Please reproduce the data below word for word, every line from start to finish, but leave the pictures out.

RECORDS TO USE:
● ● ● ● ●

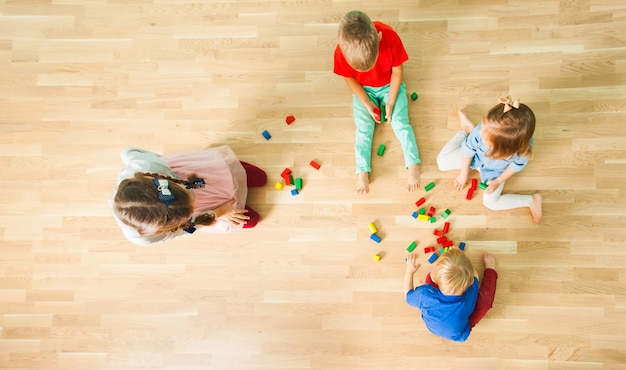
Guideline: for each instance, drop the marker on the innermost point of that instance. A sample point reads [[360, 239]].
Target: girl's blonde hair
[[358, 40], [453, 272], [509, 132], [137, 204]]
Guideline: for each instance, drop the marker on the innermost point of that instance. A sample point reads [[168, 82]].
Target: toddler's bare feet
[[414, 177], [536, 208], [466, 124], [362, 183], [489, 260]]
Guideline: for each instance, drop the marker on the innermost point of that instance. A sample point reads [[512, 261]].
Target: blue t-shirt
[[445, 315], [474, 147]]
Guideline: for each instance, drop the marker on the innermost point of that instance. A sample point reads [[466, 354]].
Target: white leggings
[[450, 159]]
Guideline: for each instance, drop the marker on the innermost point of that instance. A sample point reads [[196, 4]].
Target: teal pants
[[399, 123]]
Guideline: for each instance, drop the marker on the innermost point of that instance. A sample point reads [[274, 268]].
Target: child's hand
[[233, 215], [492, 185], [460, 180], [411, 265], [388, 111]]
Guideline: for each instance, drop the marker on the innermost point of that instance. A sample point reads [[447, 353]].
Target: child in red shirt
[[369, 55]]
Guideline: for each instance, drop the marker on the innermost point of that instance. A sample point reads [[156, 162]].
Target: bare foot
[[536, 207], [466, 125], [362, 183], [489, 260], [414, 177]]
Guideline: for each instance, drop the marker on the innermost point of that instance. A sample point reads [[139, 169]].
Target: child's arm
[[359, 92], [394, 87], [493, 184], [461, 179], [411, 269]]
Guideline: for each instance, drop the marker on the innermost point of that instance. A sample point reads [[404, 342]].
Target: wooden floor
[[82, 80]]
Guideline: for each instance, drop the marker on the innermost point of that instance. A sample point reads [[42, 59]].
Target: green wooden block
[[381, 150]]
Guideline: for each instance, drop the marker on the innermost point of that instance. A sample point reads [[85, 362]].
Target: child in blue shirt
[[498, 148], [452, 300]]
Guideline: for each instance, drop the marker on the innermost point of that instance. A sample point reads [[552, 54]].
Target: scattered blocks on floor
[[375, 238]]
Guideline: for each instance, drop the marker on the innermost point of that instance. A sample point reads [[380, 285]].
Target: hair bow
[[165, 195], [509, 103]]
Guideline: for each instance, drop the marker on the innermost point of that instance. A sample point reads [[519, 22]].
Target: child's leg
[[450, 156], [497, 202], [486, 295], [256, 177], [402, 127], [364, 133]]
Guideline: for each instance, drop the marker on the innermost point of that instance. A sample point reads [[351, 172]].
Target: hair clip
[[508, 103], [197, 183], [165, 195]]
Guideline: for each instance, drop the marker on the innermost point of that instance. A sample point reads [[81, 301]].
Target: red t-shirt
[[391, 53]]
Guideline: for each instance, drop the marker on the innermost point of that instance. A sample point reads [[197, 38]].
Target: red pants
[[256, 177], [486, 294]]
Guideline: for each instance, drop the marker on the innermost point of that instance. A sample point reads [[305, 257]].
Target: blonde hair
[[137, 204], [453, 272], [509, 132], [358, 40]]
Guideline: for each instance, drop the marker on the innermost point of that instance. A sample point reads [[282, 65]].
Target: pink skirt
[[224, 176]]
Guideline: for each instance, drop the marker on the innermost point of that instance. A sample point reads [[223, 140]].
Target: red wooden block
[[315, 165], [377, 114]]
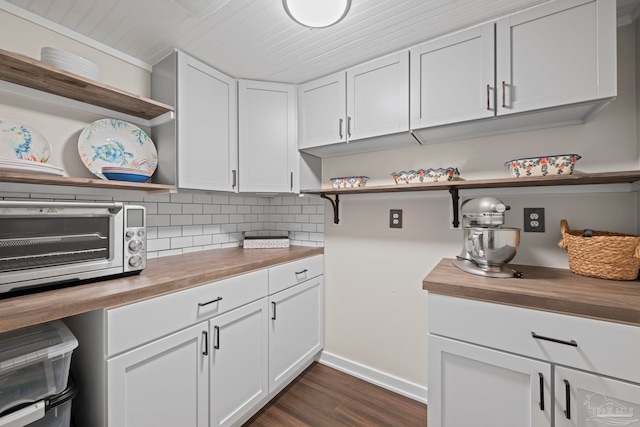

● ● ● ● ●

TASK RESULT:
Guideline: for each instance, drop the marker on the innermost point of that instance. A sample point reads [[360, 239]].
Target: girl's blonde hair
[[358, 40], [453, 272], [509, 132], [137, 204]]
Guideline: for each instance, drop the marker on the innermost point of that instance. A sample point reads [[168, 82]].
Target: toddler's bare feet
[[414, 177], [536, 208], [466, 124], [362, 183], [489, 260]]
Guideline: for each instance, drop the marker on the innermost point of that instance. A sample point reads [[512, 261]].
Target: blue t-shirt
[[445, 315], [474, 147]]
Guideline: for each instance, drop the marker on the innermost point of that instance. A sample point reads [[466, 354]].
Target: white leggings
[[450, 159]]
Guideline: for each instance, drop the marker on the innermost point of that instance. A sample point reads [[196, 4]].
Target: teal pants
[[399, 123]]
Guideline: for each instance, drop the marker on the innermost point of that instance. A sample point reads [[274, 268]].
Target: child's hand
[[233, 215], [492, 185], [460, 180], [411, 265], [388, 111]]
Guideline: for each instance, drop the marker on the innermost point of that instance. A sample point reads [[447, 353]].
Target: child in red shirt
[[369, 55]]
Guideline: for each instance, drop the marker on the innermost point of that instance. A sample point reads [[156, 162]].
Target: bare foot
[[536, 207], [466, 125], [362, 183], [489, 260], [414, 177]]
Guideline: for each instance, drop the marker on the innermost point of that instance. A sample point reads [[139, 169]].
Target: child's arm
[[359, 92], [394, 87], [493, 184], [461, 179], [411, 269]]
Guideline: for each instance, drop the marker on the innermost point of that instance. A sample point reads [[404, 342]].
Target: wooden floor
[[82, 80]]
Guideline: for each instance, drop the marker on the innermost point of that instance. A sample point reads [[42, 59]].
Target: green wooden block
[[381, 150]]
Guideline: for each instance, drop the marker on the innermost point of that instance. A sample point reads [[85, 362]].
Target: child in blue shirt
[[498, 148], [452, 300]]
Guideline: for each instance, drop the marker on the innermost point of that instance. A sample point reads [[552, 54]].
Target: scattered blocks on floor
[[375, 238]]
Guideline: for each instance, drop the marker on the innermost point of that instance. A sample point reads [[380, 285]].
Target: hair bow
[[165, 195], [509, 103]]
Guideline: for each instance, drop the marker on the innermost point of that instance. A sample point reads [[519, 22]].
Target: child's leg
[[450, 156], [497, 202], [486, 295], [256, 177], [402, 127], [364, 133]]
Guideline: for each instance, drop the marker on the innermost point of that instance. A sample point reads [[351, 172]].
Target: hair clip
[[508, 103], [197, 183], [165, 195]]
Guideline: for each instance, drop the marker on the innermost point of that instance. A sample point reads [[81, 301]].
Target: red t-shirt
[[391, 53]]
Guideline: for each instance, drop the marker on the innermost point of that instance. A sample point reads [[197, 38]].
Target: red pants
[[256, 177], [486, 294]]
Guideline: for each instance, drop the marker on the innermost point of that instance. A sample point reads [[305, 257]].
Target: blonde hair
[[137, 204], [453, 272], [509, 132], [358, 40]]
Guideline: for each instance, drop the marker on the innermost point of that instance. A sample point reads [[282, 65]].
Target: pink skirt
[[224, 176]]
Guideline: for each instance, drop the marker on the innermost point of that instance. A sample point reads [[223, 140]].
Target: red wooden block
[[315, 165], [377, 114]]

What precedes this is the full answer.